INPUT FOR THIS TASK Block Start
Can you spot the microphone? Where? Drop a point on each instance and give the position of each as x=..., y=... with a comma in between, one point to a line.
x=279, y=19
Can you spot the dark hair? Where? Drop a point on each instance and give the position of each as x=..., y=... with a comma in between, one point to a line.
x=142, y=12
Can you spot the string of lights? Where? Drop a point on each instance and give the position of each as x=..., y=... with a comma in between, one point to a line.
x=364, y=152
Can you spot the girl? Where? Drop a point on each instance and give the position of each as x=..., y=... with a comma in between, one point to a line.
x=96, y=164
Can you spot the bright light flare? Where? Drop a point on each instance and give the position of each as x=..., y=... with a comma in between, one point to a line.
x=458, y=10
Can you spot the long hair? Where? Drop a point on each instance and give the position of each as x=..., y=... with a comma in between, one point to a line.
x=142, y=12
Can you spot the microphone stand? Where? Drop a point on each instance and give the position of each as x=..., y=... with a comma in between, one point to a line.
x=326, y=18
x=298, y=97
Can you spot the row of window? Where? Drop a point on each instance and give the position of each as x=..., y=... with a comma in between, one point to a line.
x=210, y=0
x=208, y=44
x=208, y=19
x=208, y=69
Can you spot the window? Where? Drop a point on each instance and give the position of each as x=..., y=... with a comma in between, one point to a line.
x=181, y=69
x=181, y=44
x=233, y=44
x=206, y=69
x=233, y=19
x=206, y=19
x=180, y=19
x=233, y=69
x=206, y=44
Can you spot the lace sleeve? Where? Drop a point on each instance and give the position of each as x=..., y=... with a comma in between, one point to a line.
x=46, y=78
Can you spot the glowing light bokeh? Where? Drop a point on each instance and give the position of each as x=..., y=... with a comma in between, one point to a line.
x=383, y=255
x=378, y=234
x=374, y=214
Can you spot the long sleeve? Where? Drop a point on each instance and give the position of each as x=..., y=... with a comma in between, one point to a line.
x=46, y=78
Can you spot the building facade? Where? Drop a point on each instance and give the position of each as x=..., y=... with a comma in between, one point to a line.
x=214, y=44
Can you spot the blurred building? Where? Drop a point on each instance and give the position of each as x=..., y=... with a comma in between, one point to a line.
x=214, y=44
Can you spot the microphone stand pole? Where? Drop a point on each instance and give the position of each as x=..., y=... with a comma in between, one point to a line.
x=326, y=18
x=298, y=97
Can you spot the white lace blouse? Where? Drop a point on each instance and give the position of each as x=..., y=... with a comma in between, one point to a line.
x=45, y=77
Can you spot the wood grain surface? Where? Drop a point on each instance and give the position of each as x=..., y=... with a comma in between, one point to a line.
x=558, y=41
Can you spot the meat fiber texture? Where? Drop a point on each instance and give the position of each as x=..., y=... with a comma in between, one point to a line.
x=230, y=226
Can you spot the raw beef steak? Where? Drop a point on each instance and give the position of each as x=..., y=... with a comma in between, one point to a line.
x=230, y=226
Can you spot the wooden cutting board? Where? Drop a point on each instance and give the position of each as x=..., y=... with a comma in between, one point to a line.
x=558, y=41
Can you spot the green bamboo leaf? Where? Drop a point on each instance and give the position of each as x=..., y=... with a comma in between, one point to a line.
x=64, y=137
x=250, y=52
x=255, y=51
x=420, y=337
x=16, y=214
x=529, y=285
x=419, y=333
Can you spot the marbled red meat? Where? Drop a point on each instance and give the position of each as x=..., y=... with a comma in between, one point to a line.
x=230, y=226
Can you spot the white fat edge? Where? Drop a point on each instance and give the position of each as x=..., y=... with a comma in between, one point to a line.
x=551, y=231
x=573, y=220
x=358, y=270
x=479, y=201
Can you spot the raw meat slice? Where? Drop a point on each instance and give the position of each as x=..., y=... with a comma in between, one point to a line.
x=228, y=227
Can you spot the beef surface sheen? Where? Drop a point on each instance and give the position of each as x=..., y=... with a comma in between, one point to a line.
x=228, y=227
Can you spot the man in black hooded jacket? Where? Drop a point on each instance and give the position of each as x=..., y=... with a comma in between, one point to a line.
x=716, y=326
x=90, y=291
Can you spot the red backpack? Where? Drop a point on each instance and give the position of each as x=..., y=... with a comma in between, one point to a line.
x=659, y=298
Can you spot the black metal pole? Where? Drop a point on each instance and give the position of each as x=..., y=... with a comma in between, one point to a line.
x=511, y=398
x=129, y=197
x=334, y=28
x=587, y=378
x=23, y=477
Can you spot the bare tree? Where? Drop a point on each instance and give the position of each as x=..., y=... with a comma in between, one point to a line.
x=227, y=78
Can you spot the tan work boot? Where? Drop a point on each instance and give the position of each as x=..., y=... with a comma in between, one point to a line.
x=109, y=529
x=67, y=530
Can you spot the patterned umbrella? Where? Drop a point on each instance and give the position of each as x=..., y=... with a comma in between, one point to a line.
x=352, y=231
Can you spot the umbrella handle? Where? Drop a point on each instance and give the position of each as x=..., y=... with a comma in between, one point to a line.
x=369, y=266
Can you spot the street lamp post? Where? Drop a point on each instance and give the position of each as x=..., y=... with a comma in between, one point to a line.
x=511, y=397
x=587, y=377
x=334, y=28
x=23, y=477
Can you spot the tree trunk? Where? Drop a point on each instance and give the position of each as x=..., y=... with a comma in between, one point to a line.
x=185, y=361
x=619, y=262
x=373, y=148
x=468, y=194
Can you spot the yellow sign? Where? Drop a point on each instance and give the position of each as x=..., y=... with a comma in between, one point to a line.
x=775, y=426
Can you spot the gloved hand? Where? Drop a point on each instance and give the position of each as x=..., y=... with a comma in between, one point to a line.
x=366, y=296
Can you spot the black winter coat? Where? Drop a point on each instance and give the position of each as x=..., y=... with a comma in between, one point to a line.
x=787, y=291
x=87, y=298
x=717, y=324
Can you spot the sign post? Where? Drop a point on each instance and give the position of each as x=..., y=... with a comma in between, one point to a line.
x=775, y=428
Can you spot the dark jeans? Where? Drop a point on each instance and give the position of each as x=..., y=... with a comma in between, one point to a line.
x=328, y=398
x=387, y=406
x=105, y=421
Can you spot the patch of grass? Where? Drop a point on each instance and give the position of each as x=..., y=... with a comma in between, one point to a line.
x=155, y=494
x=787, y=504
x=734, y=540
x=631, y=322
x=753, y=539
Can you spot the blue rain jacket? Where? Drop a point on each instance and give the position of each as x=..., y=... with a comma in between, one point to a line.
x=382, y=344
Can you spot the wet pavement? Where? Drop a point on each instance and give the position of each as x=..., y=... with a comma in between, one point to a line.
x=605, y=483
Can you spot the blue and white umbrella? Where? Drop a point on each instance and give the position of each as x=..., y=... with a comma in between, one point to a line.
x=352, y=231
INPUT FOR THIS TASK Block End
*EXERCISE OBJECTIVE:*
Transcribe the listing from start to finish, exactly as given.

*ANSWER SECTION:*
Can you spot the microphone? Where? Drop a point on each instance and give the position of each as x=..., y=... with a comma in between, one point to a line.
x=279, y=19
Can you spot the dark hair? Where? Drop a point on each instance and give the position of each as x=..., y=... with a comma in between, one point to a line.
x=142, y=12
Can you spot the string of lights? Where? Drop a point on each instance and give the position of each as x=..., y=... with a comma in between, one point to a line.
x=364, y=152
Can you spot the girl? Where? Drop a point on each instance and give the position of each as x=..., y=... with a comma in between, one point to a line.
x=96, y=164
Can you spot the bright light flare? Where? Drop a point on each instance and give the position of each as x=..., y=... with a comma in between, one point to a line.
x=458, y=10
Can you spot the long hair? Where? Drop a point on each instance and give the position of each as x=..., y=... with a comma in between, one point to a line.
x=142, y=12
Can you spot the microphone stand? Where? Drop a point on each instance and give the position of each as x=..., y=... with a comma in between, one point to a line.
x=326, y=18
x=298, y=97
Can you spot the row of window? Where? Drop a point on each instance and give the position of each as x=..., y=... with a comma in between, one point to a line.
x=210, y=0
x=208, y=44
x=208, y=19
x=208, y=69
Can you spot the window? Where? Drop a point on each instance and give the position of each as x=..., y=... with a comma in between, one point to a line.
x=181, y=69
x=181, y=44
x=233, y=44
x=206, y=69
x=233, y=19
x=206, y=19
x=180, y=19
x=233, y=69
x=206, y=44
Can you spot the lace sleeve? Where? Drop a point on each instance and give the position of each as x=..., y=... with a comma in between, one point to a line.
x=46, y=78
Can you spot the glowing light bokeh? Where? Drop a point on each instance and give the position of each as x=..., y=... with a comma in between, one point to a line.
x=383, y=255
x=378, y=234
x=374, y=214
Can you spot the long sleeve? Where? Drop a point on each instance and give the position of each as x=..., y=... with a comma in between, one point to a line.
x=46, y=78
Can you spot the building facade? Where? Drop a point on each instance and give the position of each as x=..., y=... with a comma in between, one point to a line.
x=214, y=44
Can you spot the blurred building? Where? Drop a point on each instance and give the position of each as x=..., y=... with a comma in between, one point to a line.
x=214, y=44
Can you spot the microphone stand pole? Where? Drop a point on each instance and give the position of each as x=..., y=... with a comma in between, one point to a line.
x=326, y=18
x=298, y=97
Can you spot the white lace blouse? Where? Drop a point on each instance and give the position of each as x=..., y=... with a comma in between, one point to a line.
x=45, y=77
Can you spot the wood grain surface? Where? Drop a point on each instance and give the position of each as x=..., y=... with a comma in between, one point to a line.
x=558, y=41
Can you spot the meat fiber texture? Where? Drop a point on each instance and give the position of each as x=..., y=... with a comma in between, one point to a line.
x=230, y=226
Can you spot the raw beef steak? Where? Drop a point on each instance and give the position of each as x=..., y=... with a comma in between, one point to a line.
x=230, y=226
Can you spot the wooden cutting board? Where? Drop a point on each instance and give the position of each as x=..., y=... with a comma in between, one point to a line.
x=558, y=41
Can you spot the green bamboo leaf? Where? Drop a point on each instance and give the position of each as x=..., y=... with a comma in between, one point to a line.
x=64, y=137
x=250, y=52
x=255, y=51
x=420, y=337
x=16, y=214
x=529, y=285
x=419, y=333
Can you spot the marbled red meat? Where? Drop a point on each instance and give the position of each as x=..., y=... with a comma in between, one point to a line.
x=230, y=226
Can you spot the white fat edge? Where? Drop a point on each instance and give the position of each as x=..., y=... with a comma in between, one point to a line.
x=551, y=231
x=573, y=220
x=358, y=270
x=479, y=201
Can you spot the raw meat slice? Where? Drop a point on each instance and give the position of each as x=..., y=... with a comma in between, one point to a line.
x=228, y=227
Can you spot the beef surface sheen? Where? Drop a point on each instance and give the position of each as x=..., y=... with a comma in between, one point to a line.
x=228, y=227
Can you spot the man in black hooded jacket? Where? Drop a point on each instance and give the position of each as x=..., y=... with a comma in between, one point to a line.
x=716, y=326
x=90, y=291
Can you spot the red backpack? Where? Drop a point on each instance and give the position of each as x=..., y=... with a comma in between, one point to a line.
x=659, y=298
Can you spot the black metal pole? Where? Drop a point on each instance and give the position of each as x=..., y=... with a comma in between, one point to a line.
x=511, y=398
x=129, y=197
x=334, y=28
x=587, y=378
x=23, y=477
Can you spot the bare tree? Where? Drop a point on each instance and give the position of each as x=..., y=... with a comma in between, one point to a line.
x=227, y=78
Can you spot the tan work boot? Where? Drop a point on each instance and give the position of each as x=..., y=... with a comma in between, one point to a line.
x=109, y=529
x=67, y=530
Can you spot the patterned umbrella? Where? Drop a point on each instance and give the position of each as x=..., y=... with a comma in between, one point to a line.
x=352, y=231
Can you spot the umbrella handle? Where? Drop a point on each instance and give the position of each as x=..., y=... with a comma in between, one point to a line.
x=369, y=266
Can you spot the street lamp post? Where? Drop a point on each instance and give the position of each as x=..., y=... with a comma in between, one point to a line.
x=511, y=397
x=587, y=377
x=334, y=28
x=23, y=477
Can you spot the tree trunk? Where? Drop a point on each instance and give the position of each as x=..., y=... with a comma in between, one point to a line.
x=185, y=361
x=619, y=262
x=373, y=148
x=468, y=194
Can you spot the yellow sign? Where? Drop a point on each instance and give the position of each as x=..., y=... with a comma in between, one point to a line.
x=775, y=426
Can you spot the gloved hand? Where? Drop a point on each instance and give the position of each as x=..., y=... with a comma in between, one point to a line.
x=366, y=296
Can you spot the black winter coat? Where? Drop a point on each instance and give the position of each as x=..., y=... with a comma in between, one point to a line.
x=787, y=291
x=87, y=298
x=717, y=324
Can you spot the sign post? Where? Drop a point on each instance and give the position of each as x=..., y=... with a comma in between, one point to a line.
x=775, y=428
Can you spot the dark jeans? Where? Drop a point on each instance and give the position of each as x=..., y=... with a comma in between, one point to a line.
x=328, y=398
x=387, y=406
x=105, y=421
Can you spot the patch of grass? Where? Drop a point on each instance and give the position of each as x=..., y=... with a comma in between, one point to a line.
x=155, y=494
x=787, y=504
x=734, y=540
x=631, y=322
x=753, y=539
Can you spot the blue rain jacket? Where? Drop a point on each instance and give the position of each as x=..., y=... with a comma in between, one point to a line.
x=382, y=344
Can you spot the wet pavement? Where? Drop a point on each instance and give the position of each as x=..., y=... with a comma in between, one point to a line.
x=605, y=483
Can you spot the blue and white umbrella? Where? Drop a point on each instance and give the position of each as x=..., y=... with a comma in between, one point to a line.
x=352, y=231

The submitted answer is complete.